◆ PROBLEM TO SOLVE ◆
Extract the following lines and reproduce them character for character, covering all of the material.

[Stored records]
┄┄┄┄┄┄┄┄┄┄

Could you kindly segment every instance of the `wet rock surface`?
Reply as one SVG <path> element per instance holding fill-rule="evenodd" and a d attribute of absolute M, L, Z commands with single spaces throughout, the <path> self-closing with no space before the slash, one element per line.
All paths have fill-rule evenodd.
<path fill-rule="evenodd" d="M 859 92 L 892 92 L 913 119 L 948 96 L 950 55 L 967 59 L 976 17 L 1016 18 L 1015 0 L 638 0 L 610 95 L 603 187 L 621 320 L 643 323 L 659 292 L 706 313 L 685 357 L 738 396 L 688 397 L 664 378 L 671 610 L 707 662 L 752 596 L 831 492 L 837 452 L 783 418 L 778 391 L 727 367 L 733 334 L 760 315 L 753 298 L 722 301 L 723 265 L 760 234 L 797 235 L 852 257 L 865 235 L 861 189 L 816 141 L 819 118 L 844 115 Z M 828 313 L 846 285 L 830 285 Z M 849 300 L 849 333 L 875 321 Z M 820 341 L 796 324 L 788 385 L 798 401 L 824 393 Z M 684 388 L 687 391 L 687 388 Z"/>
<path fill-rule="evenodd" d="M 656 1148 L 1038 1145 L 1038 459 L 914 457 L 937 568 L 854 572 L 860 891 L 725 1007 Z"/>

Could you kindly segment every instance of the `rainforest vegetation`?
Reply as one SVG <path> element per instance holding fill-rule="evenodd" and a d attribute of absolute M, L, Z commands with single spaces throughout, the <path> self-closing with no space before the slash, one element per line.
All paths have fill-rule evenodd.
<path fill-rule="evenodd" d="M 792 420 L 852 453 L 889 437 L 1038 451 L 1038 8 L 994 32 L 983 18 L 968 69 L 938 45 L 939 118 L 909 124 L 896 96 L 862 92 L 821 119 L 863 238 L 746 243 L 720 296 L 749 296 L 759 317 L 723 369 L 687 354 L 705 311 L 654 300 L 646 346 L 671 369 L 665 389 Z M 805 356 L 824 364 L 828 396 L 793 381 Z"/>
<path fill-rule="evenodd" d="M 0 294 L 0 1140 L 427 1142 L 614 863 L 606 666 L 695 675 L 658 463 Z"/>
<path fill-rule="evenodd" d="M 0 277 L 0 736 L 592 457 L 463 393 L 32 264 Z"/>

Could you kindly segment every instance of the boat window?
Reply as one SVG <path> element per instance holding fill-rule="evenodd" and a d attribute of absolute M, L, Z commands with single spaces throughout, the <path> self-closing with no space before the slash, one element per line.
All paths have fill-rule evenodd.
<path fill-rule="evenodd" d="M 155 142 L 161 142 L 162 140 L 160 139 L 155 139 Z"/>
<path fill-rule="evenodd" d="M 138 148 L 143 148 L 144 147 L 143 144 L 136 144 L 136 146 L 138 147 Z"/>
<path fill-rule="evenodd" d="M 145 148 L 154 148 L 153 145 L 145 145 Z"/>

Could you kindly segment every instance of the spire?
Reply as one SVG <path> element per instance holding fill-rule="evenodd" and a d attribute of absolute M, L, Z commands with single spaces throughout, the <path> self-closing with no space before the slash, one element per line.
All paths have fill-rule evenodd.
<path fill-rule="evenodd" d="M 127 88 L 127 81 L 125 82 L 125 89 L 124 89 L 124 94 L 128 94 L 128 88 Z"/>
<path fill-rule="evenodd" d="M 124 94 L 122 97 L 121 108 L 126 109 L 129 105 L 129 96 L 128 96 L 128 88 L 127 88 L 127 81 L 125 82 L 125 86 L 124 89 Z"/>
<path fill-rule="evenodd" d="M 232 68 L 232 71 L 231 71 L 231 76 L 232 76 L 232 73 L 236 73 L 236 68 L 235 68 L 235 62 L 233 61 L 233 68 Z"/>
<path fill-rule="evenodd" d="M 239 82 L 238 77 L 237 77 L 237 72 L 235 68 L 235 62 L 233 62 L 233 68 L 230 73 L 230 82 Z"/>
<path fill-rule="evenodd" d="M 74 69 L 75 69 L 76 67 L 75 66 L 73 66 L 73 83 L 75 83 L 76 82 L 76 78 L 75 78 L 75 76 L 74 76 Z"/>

┄┄┄┄┄┄┄┄┄┄

◆ TASK RESULT ◆
Could you kindly segment every instance of the `wet rock surface`?
Reply as one SVG <path> element per instance holding fill-rule="evenodd" and a d attribute of absolute M, L, Z commands with single spaces throughout, the <path> self-closing with no space before the slash, one element per line.
All paths have fill-rule evenodd.
<path fill-rule="evenodd" d="M 859 92 L 892 92 L 913 119 L 948 96 L 950 55 L 967 59 L 976 17 L 1016 18 L 1015 0 L 638 0 L 610 95 L 603 187 L 621 320 L 643 323 L 659 292 L 706 313 L 685 357 L 738 396 L 688 397 L 664 378 L 671 610 L 707 662 L 752 596 L 831 492 L 837 452 L 783 418 L 778 391 L 727 367 L 733 334 L 760 315 L 753 298 L 722 301 L 723 265 L 760 234 L 797 235 L 852 257 L 865 235 L 861 189 L 816 141 L 819 118 L 844 115 Z M 828 313 L 846 285 L 830 285 Z M 849 300 L 849 333 L 875 321 Z M 820 341 L 796 324 L 788 385 L 798 401 L 824 393 Z M 684 388 L 687 391 L 687 388 Z"/>
<path fill-rule="evenodd" d="M 656 1148 L 1038 1145 L 1038 459 L 914 457 L 937 568 L 854 572 L 860 891 L 725 1007 Z"/>

Could you kindly segment every instance of the `rainforest vegetation`?
Reply as one SVG <path> element per instance holding fill-rule="evenodd" and a d attribute of absolute M, L, Z commands with single spaces throughout, the <path> self-closing with no space before the slash, one element per line.
All paths have fill-rule evenodd.
<path fill-rule="evenodd" d="M 792 420 L 852 453 L 889 437 L 1038 451 L 1038 8 L 994 32 L 983 18 L 968 69 L 938 45 L 939 118 L 909 124 L 896 96 L 862 92 L 821 119 L 863 238 L 746 243 L 720 296 L 749 296 L 759 317 L 723 369 L 687 354 L 705 311 L 654 300 L 646 346 L 671 369 L 665 389 Z M 805 356 L 824 364 L 828 396 L 793 381 Z"/>
<path fill-rule="evenodd" d="M 0 294 L 0 1140 L 427 1142 L 614 863 L 606 666 L 695 675 L 658 463 Z"/>
<path fill-rule="evenodd" d="M 0 277 L 0 736 L 592 457 L 463 393 L 32 264 Z"/>

Could you kindly segment every instance of the boat window?
Reply as one SVG <path> element per instance holding fill-rule="evenodd" and a d attribute of absolute M, L, Z commands with single spaces throughout, the <path> self-closing with no space before the slash, one element per line.
All paths have fill-rule evenodd.
<path fill-rule="evenodd" d="M 155 142 L 161 142 L 162 140 L 160 139 L 155 139 Z"/>
<path fill-rule="evenodd" d="M 138 148 L 143 148 L 144 147 L 143 144 L 136 144 L 136 146 L 138 147 Z"/>
<path fill-rule="evenodd" d="M 145 148 L 154 148 L 153 145 L 145 145 Z"/>

Could you kindly segment every instance of the spire?
Reply as one SVG <path> element per instance holding fill-rule="evenodd" and a d attribute of absolute M, L, Z commands with single spaces throughout, the <path> self-closing with no space before the slash, one element per line.
All paths have fill-rule evenodd.
<path fill-rule="evenodd" d="M 127 88 L 127 81 L 125 82 L 125 89 L 124 89 L 124 94 L 128 94 L 128 88 Z"/>
<path fill-rule="evenodd" d="M 124 94 L 122 97 L 121 108 L 126 109 L 129 105 L 129 96 L 128 96 L 128 88 L 127 88 L 127 81 L 125 82 L 125 86 L 124 89 Z"/>
<path fill-rule="evenodd" d="M 232 68 L 232 71 L 231 71 L 231 76 L 232 76 L 232 73 L 236 73 L 236 68 L 235 68 L 235 62 L 233 61 L 233 68 Z"/>
<path fill-rule="evenodd" d="M 239 82 L 238 77 L 237 77 L 237 72 L 235 68 L 235 62 L 233 62 L 233 68 L 230 73 L 230 82 Z"/>
<path fill-rule="evenodd" d="M 74 69 L 75 69 L 76 67 L 75 66 L 73 66 L 73 83 L 75 83 L 76 82 L 76 78 L 75 78 L 75 76 L 74 76 Z"/>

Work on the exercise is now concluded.